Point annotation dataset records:
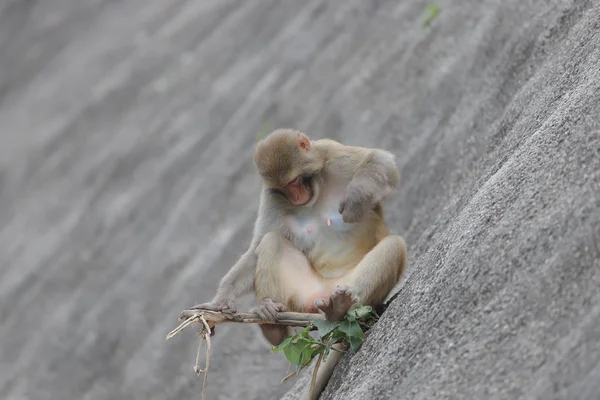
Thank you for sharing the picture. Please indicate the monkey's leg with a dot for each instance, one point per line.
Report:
(379, 271)
(370, 281)
(283, 277)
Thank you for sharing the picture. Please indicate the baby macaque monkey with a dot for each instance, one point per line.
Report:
(320, 241)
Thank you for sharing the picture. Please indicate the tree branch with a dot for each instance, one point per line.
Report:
(213, 318)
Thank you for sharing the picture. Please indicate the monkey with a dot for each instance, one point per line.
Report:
(320, 242)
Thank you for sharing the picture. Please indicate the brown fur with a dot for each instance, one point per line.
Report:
(285, 265)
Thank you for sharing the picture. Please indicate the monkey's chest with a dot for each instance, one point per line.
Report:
(308, 230)
(330, 245)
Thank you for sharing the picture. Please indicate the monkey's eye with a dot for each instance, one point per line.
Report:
(295, 181)
(276, 192)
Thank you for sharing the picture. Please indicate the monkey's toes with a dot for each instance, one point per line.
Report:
(337, 305)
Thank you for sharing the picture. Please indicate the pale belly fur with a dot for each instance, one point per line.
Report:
(331, 246)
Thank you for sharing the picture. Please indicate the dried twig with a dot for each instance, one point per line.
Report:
(313, 380)
(206, 336)
(211, 318)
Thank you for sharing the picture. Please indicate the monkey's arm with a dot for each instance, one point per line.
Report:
(375, 174)
(240, 278)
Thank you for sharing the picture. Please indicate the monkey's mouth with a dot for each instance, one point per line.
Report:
(303, 196)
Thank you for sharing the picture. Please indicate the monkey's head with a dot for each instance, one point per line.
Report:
(289, 166)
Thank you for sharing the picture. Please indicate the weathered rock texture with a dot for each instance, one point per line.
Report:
(127, 189)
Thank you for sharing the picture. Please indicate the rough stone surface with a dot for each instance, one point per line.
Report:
(127, 189)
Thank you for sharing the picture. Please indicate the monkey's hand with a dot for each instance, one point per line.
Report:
(268, 309)
(217, 305)
(354, 207)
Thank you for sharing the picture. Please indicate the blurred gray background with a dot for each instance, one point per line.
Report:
(127, 189)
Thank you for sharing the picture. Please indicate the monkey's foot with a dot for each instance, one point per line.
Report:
(337, 305)
(274, 334)
(268, 309)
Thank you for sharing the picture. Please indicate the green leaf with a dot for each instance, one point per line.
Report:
(293, 354)
(351, 328)
(283, 344)
(324, 327)
(355, 343)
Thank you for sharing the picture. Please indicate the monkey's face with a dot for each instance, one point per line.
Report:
(299, 191)
(288, 166)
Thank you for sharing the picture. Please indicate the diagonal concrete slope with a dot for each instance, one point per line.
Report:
(127, 190)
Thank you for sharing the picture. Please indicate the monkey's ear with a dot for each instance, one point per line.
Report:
(303, 142)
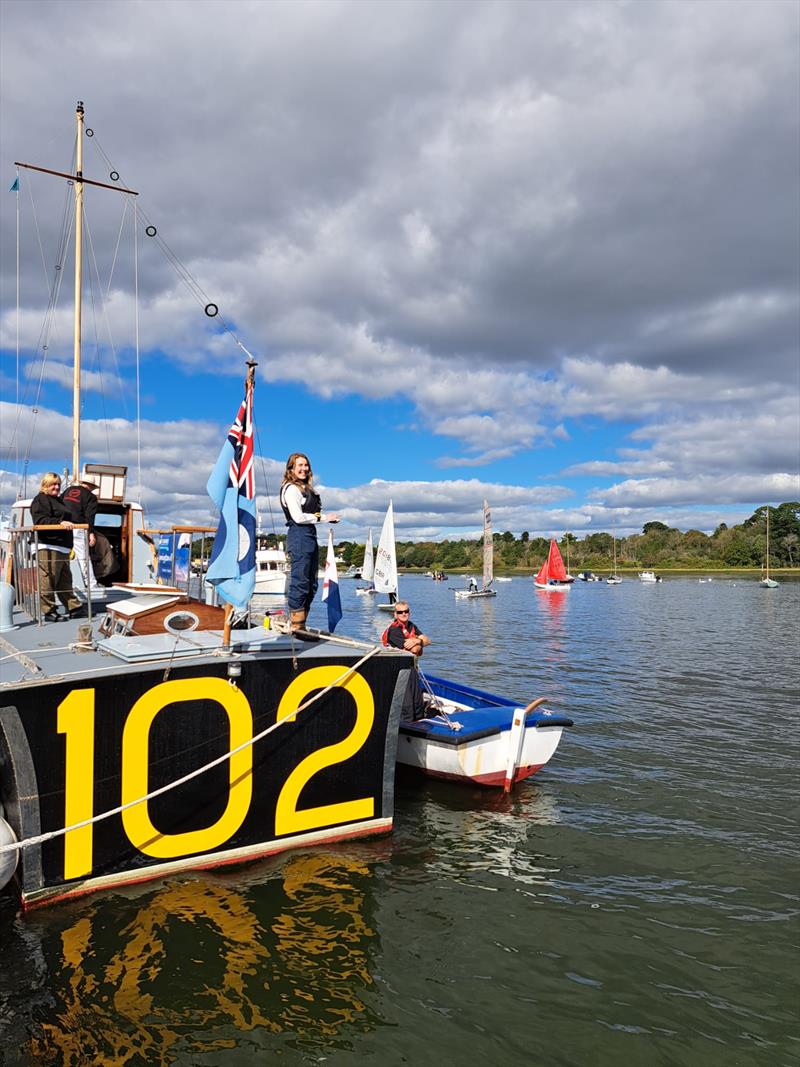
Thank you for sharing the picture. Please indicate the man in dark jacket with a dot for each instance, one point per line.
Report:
(54, 546)
(403, 634)
(81, 504)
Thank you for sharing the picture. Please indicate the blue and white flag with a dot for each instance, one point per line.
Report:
(232, 487)
(331, 587)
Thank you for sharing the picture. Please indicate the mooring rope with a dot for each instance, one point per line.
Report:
(42, 838)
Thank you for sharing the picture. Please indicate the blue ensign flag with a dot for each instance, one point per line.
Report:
(331, 586)
(232, 487)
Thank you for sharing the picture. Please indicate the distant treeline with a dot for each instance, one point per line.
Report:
(657, 545)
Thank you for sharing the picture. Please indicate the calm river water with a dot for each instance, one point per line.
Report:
(632, 904)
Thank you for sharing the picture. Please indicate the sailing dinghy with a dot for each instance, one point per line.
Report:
(385, 567)
(766, 582)
(478, 737)
(489, 546)
(553, 574)
(368, 569)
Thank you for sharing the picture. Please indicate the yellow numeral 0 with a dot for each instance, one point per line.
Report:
(288, 819)
(136, 735)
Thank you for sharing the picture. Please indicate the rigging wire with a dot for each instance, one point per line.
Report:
(180, 269)
(136, 329)
(54, 288)
(104, 306)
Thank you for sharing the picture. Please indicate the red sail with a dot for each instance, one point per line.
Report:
(556, 564)
(553, 568)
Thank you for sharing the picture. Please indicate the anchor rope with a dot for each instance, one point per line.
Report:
(51, 834)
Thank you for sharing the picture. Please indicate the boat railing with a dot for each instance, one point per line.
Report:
(20, 569)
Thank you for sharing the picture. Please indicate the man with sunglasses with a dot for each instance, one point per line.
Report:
(403, 634)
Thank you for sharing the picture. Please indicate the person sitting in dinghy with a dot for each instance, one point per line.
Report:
(403, 634)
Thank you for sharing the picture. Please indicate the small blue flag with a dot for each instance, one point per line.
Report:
(232, 487)
(331, 587)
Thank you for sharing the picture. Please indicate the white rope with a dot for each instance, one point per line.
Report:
(40, 839)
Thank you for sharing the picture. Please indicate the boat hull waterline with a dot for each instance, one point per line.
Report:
(70, 750)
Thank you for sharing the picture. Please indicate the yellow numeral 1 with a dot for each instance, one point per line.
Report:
(76, 718)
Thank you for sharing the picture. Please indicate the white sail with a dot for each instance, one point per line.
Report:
(489, 547)
(385, 569)
(368, 569)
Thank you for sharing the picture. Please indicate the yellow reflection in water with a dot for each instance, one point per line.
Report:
(204, 961)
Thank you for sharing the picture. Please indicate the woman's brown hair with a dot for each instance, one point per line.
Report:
(289, 473)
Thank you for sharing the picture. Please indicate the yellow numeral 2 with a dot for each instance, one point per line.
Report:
(288, 819)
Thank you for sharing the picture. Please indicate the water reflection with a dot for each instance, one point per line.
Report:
(469, 832)
(194, 965)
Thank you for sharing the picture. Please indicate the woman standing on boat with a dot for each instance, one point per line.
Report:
(303, 510)
(53, 550)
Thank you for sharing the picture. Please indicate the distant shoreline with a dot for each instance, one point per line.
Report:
(624, 572)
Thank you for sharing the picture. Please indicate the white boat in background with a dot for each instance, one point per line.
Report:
(368, 569)
(477, 737)
(489, 548)
(553, 574)
(613, 578)
(385, 567)
(766, 582)
(272, 571)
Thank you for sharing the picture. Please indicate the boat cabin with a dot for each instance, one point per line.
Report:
(120, 521)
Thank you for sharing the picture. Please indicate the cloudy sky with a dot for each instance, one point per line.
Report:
(547, 253)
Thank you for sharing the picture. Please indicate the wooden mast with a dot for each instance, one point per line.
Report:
(78, 291)
(767, 559)
(79, 181)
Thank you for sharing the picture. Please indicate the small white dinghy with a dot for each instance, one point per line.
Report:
(478, 737)
(368, 569)
(489, 545)
(384, 577)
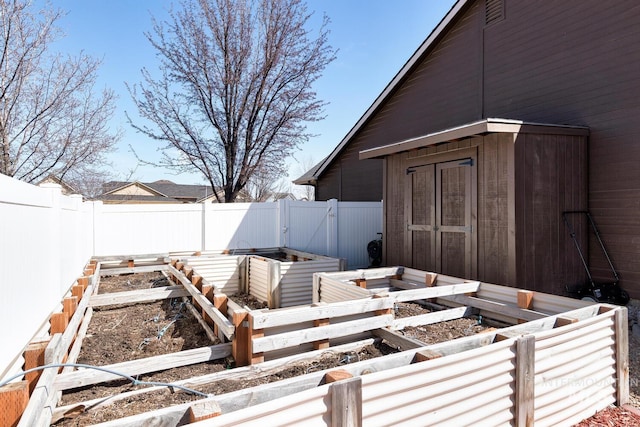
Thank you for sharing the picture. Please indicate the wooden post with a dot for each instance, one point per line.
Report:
(69, 306)
(59, 323)
(424, 355)
(239, 346)
(77, 291)
(14, 398)
(203, 411)
(33, 357)
(254, 333)
(346, 403)
(219, 302)
(317, 345)
(197, 282)
(430, 279)
(622, 355)
(384, 310)
(337, 375)
(207, 291)
(525, 370)
(84, 282)
(525, 299)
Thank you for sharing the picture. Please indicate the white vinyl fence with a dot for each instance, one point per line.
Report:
(332, 228)
(46, 239)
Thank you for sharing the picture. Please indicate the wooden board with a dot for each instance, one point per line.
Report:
(142, 295)
(142, 366)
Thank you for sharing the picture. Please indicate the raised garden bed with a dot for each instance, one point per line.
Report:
(279, 277)
(293, 354)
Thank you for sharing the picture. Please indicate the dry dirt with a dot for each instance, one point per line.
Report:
(129, 332)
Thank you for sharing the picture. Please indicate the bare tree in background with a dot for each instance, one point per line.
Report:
(305, 192)
(51, 122)
(235, 88)
(265, 185)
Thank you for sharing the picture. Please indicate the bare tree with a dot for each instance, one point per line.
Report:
(265, 185)
(305, 192)
(235, 87)
(51, 122)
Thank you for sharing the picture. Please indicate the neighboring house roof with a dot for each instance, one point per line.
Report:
(155, 192)
(283, 196)
(66, 188)
(311, 177)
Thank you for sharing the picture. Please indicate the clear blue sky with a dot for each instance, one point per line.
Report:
(374, 39)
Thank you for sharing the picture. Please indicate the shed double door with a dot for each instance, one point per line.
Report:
(440, 217)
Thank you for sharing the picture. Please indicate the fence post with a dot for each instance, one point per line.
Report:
(525, 371)
(96, 225)
(332, 228)
(203, 227)
(282, 225)
(55, 244)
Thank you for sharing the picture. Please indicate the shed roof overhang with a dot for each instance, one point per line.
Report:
(480, 127)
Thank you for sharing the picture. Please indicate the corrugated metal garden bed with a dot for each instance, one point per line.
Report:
(563, 357)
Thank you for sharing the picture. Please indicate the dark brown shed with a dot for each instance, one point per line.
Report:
(574, 62)
(484, 201)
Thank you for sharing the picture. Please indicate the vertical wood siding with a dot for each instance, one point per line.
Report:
(550, 179)
(571, 62)
(577, 62)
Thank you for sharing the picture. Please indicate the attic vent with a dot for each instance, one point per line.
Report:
(494, 11)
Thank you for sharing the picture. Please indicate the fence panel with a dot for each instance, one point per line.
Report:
(358, 224)
(129, 229)
(241, 226)
(45, 243)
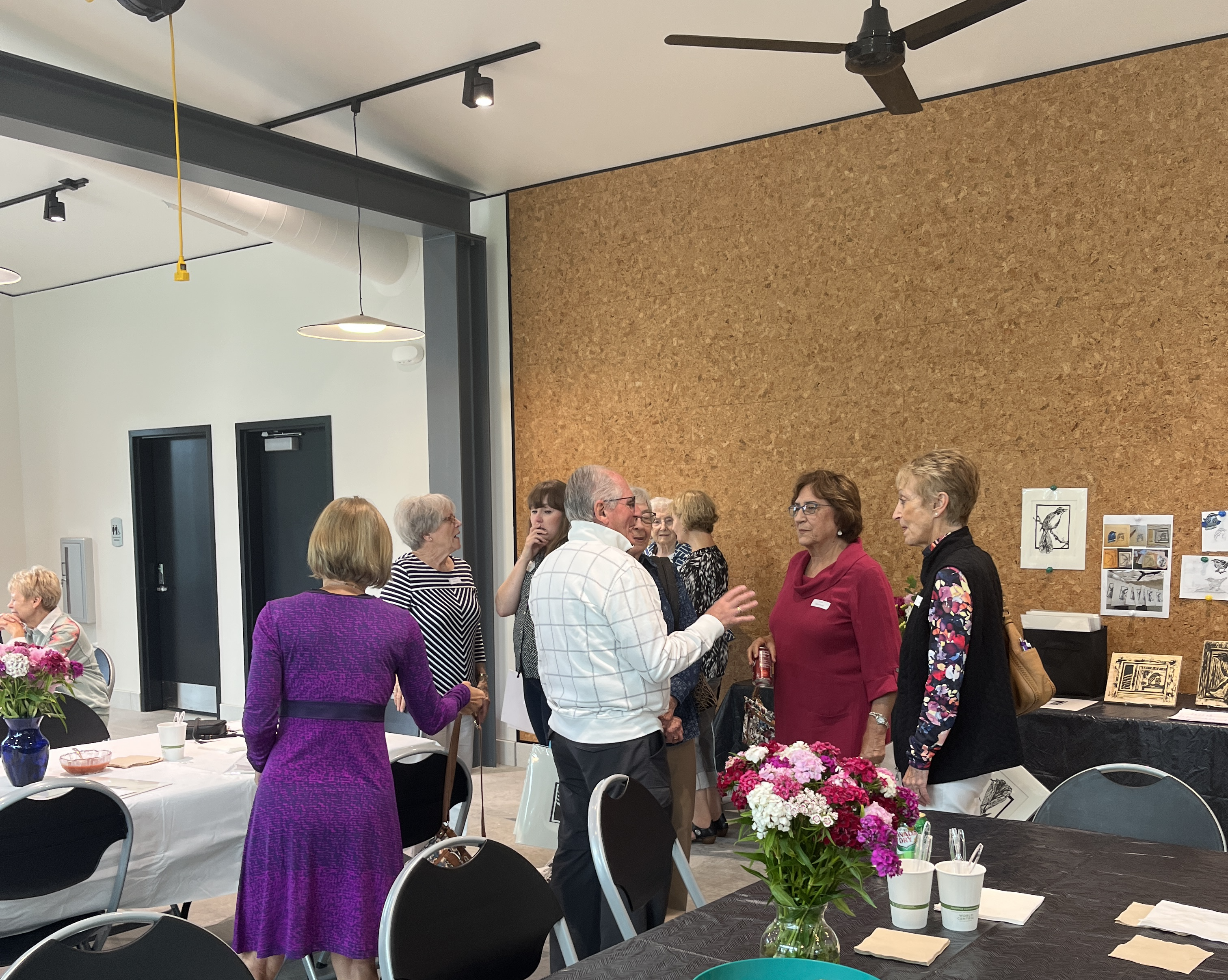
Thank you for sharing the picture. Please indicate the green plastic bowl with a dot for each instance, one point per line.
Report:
(783, 969)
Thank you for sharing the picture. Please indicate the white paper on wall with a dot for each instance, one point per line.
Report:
(1053, 530)
(1136, 562)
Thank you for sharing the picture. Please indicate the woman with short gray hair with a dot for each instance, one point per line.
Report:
(440, 592)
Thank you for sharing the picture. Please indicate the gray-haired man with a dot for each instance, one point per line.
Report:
(606, 659)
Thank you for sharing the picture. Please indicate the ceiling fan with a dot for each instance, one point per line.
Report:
(878, 52)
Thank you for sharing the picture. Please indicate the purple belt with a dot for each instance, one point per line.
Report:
(333, 710)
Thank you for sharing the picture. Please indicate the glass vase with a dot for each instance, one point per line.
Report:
(801, 932)
(25, 752)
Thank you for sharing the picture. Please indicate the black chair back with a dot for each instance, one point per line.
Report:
(83, 725)
(419, 787)
(422, 936)
(1166, 812)
(172, 947)
(639, 840)
(54, 844)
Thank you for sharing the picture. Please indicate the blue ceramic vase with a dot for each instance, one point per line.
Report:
(25, 752)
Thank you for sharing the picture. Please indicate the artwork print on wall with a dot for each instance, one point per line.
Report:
(1053, 532)
(1214, 675)
(1136, 567)
(1144, 679)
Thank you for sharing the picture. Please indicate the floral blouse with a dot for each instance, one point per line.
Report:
(951, 628)
(707, 578)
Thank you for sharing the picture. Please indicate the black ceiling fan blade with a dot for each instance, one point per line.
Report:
(949, 21)
(896, 91)
(756, 45)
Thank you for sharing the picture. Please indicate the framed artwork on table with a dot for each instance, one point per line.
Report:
(1214, 675)
(1144, 679)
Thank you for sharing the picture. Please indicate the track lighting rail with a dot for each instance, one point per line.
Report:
(349, 104)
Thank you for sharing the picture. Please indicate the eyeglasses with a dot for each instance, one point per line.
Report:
(810, 509)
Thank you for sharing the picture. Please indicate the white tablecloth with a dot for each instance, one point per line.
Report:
(188, 835)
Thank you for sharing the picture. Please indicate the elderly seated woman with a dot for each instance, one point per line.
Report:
(440, 592)
(35, 618)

Short problem:
Repeat word for word the lines running from the line containing "Thank you for sharing the picture. Please indicate the framed" to the end of the entries above, inclusive.

Answer to the exercise:
Thank you for sharing the picture. Please indicate the framed artwork on table with a dot for each instance, one point per line.
Report:
(1214, 675)
(1144, 679)
Thank you for sharing the picture. Please indicate the track lighting rail with a dot for each instance, one point per line.
Report:
(349, 104)
Thank you for sharing the picture. Please indicate the eyeglasses with a dot for each instance, one point per line.
Report:
(810, 509)
Thank you for sharing the picture. Please indicate the white tablecloth with a dot for each instance, one point per line.
Report:
(188, 835)
Thank you for sharing the picture. Please indicate the elderly seated woman with a dot for each instance, one point per line.
Report:
(440, 592)
(35, 618)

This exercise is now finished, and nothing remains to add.